**ASSIGNMENT:** Exact copies of all the entries are required.

Data extracted from a collection
--- START ---

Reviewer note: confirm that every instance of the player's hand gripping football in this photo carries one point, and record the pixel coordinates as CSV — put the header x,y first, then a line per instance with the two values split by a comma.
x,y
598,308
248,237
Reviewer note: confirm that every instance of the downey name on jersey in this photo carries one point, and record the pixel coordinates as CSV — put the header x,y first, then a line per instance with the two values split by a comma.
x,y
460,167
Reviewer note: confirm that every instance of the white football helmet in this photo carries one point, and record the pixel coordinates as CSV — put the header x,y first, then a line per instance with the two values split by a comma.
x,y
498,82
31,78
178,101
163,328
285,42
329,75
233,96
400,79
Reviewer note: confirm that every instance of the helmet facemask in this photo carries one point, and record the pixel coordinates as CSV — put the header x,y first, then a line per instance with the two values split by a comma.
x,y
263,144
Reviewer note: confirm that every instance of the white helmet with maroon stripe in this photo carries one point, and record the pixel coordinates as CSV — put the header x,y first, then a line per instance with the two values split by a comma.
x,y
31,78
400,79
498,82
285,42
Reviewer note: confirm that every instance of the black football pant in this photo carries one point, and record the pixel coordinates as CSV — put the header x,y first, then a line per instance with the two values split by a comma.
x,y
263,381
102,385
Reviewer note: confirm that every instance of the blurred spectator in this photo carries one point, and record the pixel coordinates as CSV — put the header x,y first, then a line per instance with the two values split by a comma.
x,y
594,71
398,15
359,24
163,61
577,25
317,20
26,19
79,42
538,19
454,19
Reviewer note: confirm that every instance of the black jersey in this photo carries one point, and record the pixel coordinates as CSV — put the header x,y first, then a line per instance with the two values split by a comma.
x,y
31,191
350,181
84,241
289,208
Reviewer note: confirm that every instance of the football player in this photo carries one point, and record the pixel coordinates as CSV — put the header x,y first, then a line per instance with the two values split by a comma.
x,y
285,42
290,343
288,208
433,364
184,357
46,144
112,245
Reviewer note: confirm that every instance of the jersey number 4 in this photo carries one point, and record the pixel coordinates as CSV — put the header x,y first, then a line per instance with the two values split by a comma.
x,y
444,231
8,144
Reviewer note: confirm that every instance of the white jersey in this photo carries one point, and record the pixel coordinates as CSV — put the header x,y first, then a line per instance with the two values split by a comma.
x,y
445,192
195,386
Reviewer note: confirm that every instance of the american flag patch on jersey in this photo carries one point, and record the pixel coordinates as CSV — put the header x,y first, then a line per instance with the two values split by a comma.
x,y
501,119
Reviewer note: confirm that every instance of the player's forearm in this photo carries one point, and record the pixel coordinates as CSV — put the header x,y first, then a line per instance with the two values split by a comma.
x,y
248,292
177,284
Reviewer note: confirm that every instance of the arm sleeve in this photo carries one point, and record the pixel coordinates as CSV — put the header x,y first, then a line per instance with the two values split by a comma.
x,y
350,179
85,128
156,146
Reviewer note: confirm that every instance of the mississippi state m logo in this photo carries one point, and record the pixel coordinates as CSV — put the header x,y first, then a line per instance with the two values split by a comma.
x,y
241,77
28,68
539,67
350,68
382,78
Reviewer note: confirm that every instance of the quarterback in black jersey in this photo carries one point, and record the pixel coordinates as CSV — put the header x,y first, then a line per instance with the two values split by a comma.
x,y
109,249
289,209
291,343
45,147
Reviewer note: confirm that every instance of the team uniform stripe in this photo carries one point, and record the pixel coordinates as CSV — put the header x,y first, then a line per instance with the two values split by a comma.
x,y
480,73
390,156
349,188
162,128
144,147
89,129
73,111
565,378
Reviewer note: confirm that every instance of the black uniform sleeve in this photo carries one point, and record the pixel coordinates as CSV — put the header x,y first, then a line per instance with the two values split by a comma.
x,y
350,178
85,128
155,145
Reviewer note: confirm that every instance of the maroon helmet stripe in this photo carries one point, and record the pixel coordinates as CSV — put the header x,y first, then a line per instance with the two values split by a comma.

--- END ---

**RESPONSE TO THIS TASK:**
Reviewer note: confirm that every instance of the player's hand gripping football in this photo carries one point, and record the pixel coordinates as CSV — put the header x,y first, then a line per instance with the two values split by a comma.
x,y
598,308
248,237
Reviewer note: confirm that every instance of the downey name on jersey in this photo carries one point, and record the pixel coordinates as CSV — put the header x,y first, then a line per instance with the two values split by a comma.
x,y
460,167
Reviewer note: confirm that every instance of the white football helmet in this photo carries one point, and record the pixel coordinates as CSV — put the header x,y first, then a line per instance with the two values split by a comma.
x,y
498,82
31,78
178,101
163,328
285,42
329,75
233,96
400,79
Reviewer note: confirm that every instance of the helmet facemask in this photo carries one point, and record the pixel coordinates as CSV — put the header x,y first, then a line per instance with the two values split by a comma.
x,y
263,144
Reviewer note: confirm that every instance of the white helmet with maroon stripe in this photo carries one point, and record the pixel coordinates as CSV — put the header x,y first, then a line per instance with the two values split by a comma.
x,y
31,78
400,79
498,82
285,42
Reviewer note: confirm that every instance of the black football pant in this photo carries one point, and record the pixel coordinates as CSV — put the header x,y first, then a line per instance with the two values split by a comma.
x,y
263,381
102,385
Reviewer note: confirm that every instance of the blurred spectator in this photo carries one point, and record the pixel coordinates as CSV — put the header x,y first, then a line per instance with the two values split by a comma.
x,y
594,71
398,15
359,24
163,61
577,25
317,20
26,19
79,42
538,19
454,19
Reviewer note: confirm that every instance of the black jersey in this photo carries one point, and record the pixel coordinates as CSV — put the header x,y first, then a line per instance with the two values split by a comma.
x,y
31,191
350,181
84,241
289,208
Reviewer note: confirm that every instance of the football player in this photo carries one point, and record the pixel coordinates as CSV — put the header x,y first, then a line per instance with the two values split by a comma.
x,y
285,42
290,343
288,208
433,364
184,357
46,144
112,245
Reviewer note: confirm that every instance of the jersey number 4 in this photo carries one point, and record the pixel coordinates as CSV — put the header x,y first, then a line per instance with the two values split by a comma.
x,y
444,231
8,144
Reviewer note: confirm that every instance of the white jersey in this photo carries one point, and record the pixel coordinates as CSV — put the header x,y first, then a line per instance with the two values split by a comma.
x,y
445,192
195,386
Reviewer note: confirm that every instance of the american flag patch on jersey in this photo carries one point, and record the pixel coordinates as CSV — put the header x,y first, then a line per instance with the two values split by a comma.
x,y
501,119
Reviewer note: confirm that every instance of the player's forearm in this photo carries one point, and record the pixel coordinates as CSV — put the header x,y first, then a line per instance with the two values split by a comma.
x,y
248,292
177,284
Reviewer note: confirm that every instance of the arm sleeve in this photo carries one point, and record the pixel coordinates as CSV — put the header x,y first, then a line per instance with the two values split by a comma.
x,y
350,179
85,128
156,146
Reviewer note: confirm that every instance of the mississippi state m logo in this photo carries one point, and record the pixel coordinates as CSV — put the header x,y first, then a line per instance with the two values split by a comma.
x,y
241,77
28,68
539,67
350,68
382,78
Reviewer note: confirm that every instance of the quarterback in black jersey in this photo carries one point, and record the pixel coordinates as CSV — put the header x,y first, then a line per instance with the two values split by a comma.
x,y
109,249
289,209
291,343
45,147
Reviewer note: confirm that every instance of the team uniform stripe in this photo carries one point, and record the pixel coordinates as CSV — put the header x,y first, then a line per instance with the two values split by a comma.
x,y
480,73
390,156
349,188
162,128
144,147
89,129
73,111
565,378
Reviewer note: confirm that every instance of the black uniform sleeve in this photo carries one point, and record the pixel coordinates as CSV — put the header x,y first, then a line per instance with the two values split by a comma.
x,y
350,178
85,128
155,145
Reviewer note: confirm that every instance of the maroon helmet stripe in this photo carries one point, and record the pixel coordinates as CSV — put the header x,y first, then a line per instance with the two values split by a comma.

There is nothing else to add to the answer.